▸ AIM OF THE TASK
Without changing a character, return the entries, but not the images they hold.

>>>>

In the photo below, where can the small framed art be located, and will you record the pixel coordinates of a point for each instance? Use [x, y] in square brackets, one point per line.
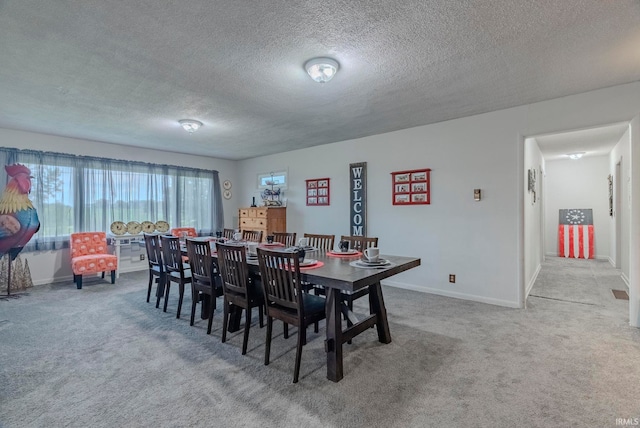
[411, 187]
[318, 192]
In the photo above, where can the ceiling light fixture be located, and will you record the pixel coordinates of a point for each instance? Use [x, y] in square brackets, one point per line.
[322, 69]
[190, 125]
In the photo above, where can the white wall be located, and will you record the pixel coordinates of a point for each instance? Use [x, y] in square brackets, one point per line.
[621, 154]
[580, 183]
[533, 214]
[452, 235]
[481, 242]
[634, 223]
[48, 266]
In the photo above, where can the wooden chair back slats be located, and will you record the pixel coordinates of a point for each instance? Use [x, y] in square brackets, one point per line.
[280, 275]
[232, 261]
[284, 299]
[238, 289]
[252, 235]
[360, 242]
[190, 232]
[286, 238]
[322, 242]
[199, 253]
[171, 254]
[154, 250]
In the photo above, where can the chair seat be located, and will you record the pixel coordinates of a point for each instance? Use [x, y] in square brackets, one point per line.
[176, 275]
[313, 304]
[93, 263]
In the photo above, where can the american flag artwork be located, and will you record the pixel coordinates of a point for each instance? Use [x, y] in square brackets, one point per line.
[575, 234]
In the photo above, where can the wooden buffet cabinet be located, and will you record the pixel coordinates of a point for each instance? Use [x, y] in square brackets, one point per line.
[266, 219]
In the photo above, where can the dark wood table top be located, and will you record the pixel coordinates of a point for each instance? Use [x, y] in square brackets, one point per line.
[338, 273]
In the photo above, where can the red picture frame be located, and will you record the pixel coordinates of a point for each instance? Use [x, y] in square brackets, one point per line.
[318, 192]
[412, 187]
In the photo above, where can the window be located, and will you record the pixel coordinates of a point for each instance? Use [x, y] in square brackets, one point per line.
[77, 193]
[277, 178]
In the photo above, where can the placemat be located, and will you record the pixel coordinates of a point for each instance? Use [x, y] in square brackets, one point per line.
[336, 254]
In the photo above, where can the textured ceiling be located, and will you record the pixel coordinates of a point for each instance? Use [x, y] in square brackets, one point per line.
[125, 72]
[593, 142]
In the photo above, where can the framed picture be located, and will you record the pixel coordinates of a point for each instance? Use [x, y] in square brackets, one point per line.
[318, 191]
[411, 187]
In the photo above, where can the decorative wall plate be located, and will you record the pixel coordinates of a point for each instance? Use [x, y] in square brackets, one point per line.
[148, 227]
[162, 226]
[133, 227]
[118, 228]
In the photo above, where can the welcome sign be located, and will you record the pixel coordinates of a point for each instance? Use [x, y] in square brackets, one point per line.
[358, 195]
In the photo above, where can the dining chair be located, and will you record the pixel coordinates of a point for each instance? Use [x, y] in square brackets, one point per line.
[156, 265]
[252, 235]
[189, 231]
[203, 279]
[228, 233]
[175, 269]
[284, 300]
[239, 288]
[321, 242]
[359, 243]
[286, 238]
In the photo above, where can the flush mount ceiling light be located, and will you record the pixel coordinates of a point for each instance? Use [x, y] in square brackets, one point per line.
[190, 125]
[322, 69]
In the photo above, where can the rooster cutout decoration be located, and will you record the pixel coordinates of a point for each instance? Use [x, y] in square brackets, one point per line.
[18, 218]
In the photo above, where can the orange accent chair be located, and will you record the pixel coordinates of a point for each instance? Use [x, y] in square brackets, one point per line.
[177, 231]
[89, 255]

<<<<

▸ COMPLETE ANSWER
In the photo below, where can the small framed art be located, and will you record the pixel coordinates of a point for each instance? Use [x, y] in square brackets, one point per line.
[411, 187]
[318, 192]
In the photo above, where can the ceiling light fixture be located, and will you record the pixel coordinates of a point for each instance? Use [x, y] in square brackets, one point per line.
[322, 69]
[190, 125]
In the photo above, where can the white wall be located, and will you record the pixel coordinates of a point for each instance? Use [x, y] in square brackets, one point per line.
[621, 154]
[580, 183]
[533, 214]
[452, 235]
[481, 242]
[634, 223]
[48, 266]
In the photo above, where can the wooden chair back slats be located, and will you record the pixel coordinates of a point for each instance? Use [x, y] in square brackets, one point per line.
[280, 275]
[232, 261]
[284, 299]
[238, 289]
[252, 235]
[360, 242]
[190, 232]
[286, 238]
[322, 242]
[199, 253]
[171, 254]
[154, 250]
In the photo above, where can the chair seat be located, and will you record the pixel coordinates of a point for each instance? Use [x, y] in square brackets, one point per line.
[176, 275]
[313, 304]
[93, 263]
In the photo above, where can the american flag artwork be located, and will you record the pixel coordinates of a point for each instance? Use [x, y] in square brackets, one point per line.
[575, 234]
In the photo above, where can the wooden buffet cabinet be located, and will you record the pixel coordinates of a point for each instance? Use [x, y] in square brackets, one point per line.
[266, 219]
In the photo above, where can the dark wood table top be located, and will you record the pixel coordinates of a point for each instance? Use [x, y] in square brackets, one point per line.
[338, 273]
In the photo above, where can the red picture frame be located, and will you record the pixel coordinates of a point for each instance? Use [x, y] in square brackets, one point per line.
[318, 192]
[412, 187]
In the photo above, where can the window be located, and will you record the pixel coordinates of a point for each instance? Use [x, y] in square brackets, one point per line.
[77, 193]
[277, 178]
In the photo above, where can the placemat be located, and will you record the pixel coordinates of a point for each instance? Use [x, y] in square brackets, one point per line.
[336, 254]
In the photo above, where can the textured ceiling be located, and will you record the pixel coordinates of a point for each instance? Use [x, y] in square brackets, one point per line.
[125, 72]
[593, 142]
In the photo above, where can the framed picture be located, and will you record the pixel coordinates of a point for each instance? Use [x, y] in square brackets, one point per line.
[318, 191]
[411, 187]
In the photo above, where can the decorative wall plate be located, and will you record the pixel coordinates of a point for each instance? Use [x, y] in square brackets, one point per line.
[148, 227]
[162, 226]
[133, 227]
[118, 228]
In the photo above, where can the welcome sign be located, and will you record the pixel coordinates of a point for each instance? Use [x, y] in square brackets, one point per line.
[358, 195]
In the photo above, where can the dining chair be located, and will you record the pixel coordinates of a point for each instance? Use [x, y] in square brackets, one point per line.
[156, 265]
[252, 235]
[189, 231]
[203, 279]
[228, 233]
[175, 269]
[284, 300]
[239, 288]
[321, 242]
[359, 243]
[286, 238]
In the photo above, where can the flush mount ceiling light be located, and will you record the pixel coordinates of a point for each instance? Use [x, y] in square brackets, one point per line.
[190, 125]
[322, 69]
In the photo above, where can the rooster cutout decoration be located, and will you record the pixel coordinates of a point for each instance? Use [x, y] in square brackets, one point per line.
[18, 218]
In the photo above, where can the orange accent chair be located, and will you record the pixel coordinates of a point for each instance? Use [x, y] in square brackets, one point per line.
[177, 231]
[89, 255]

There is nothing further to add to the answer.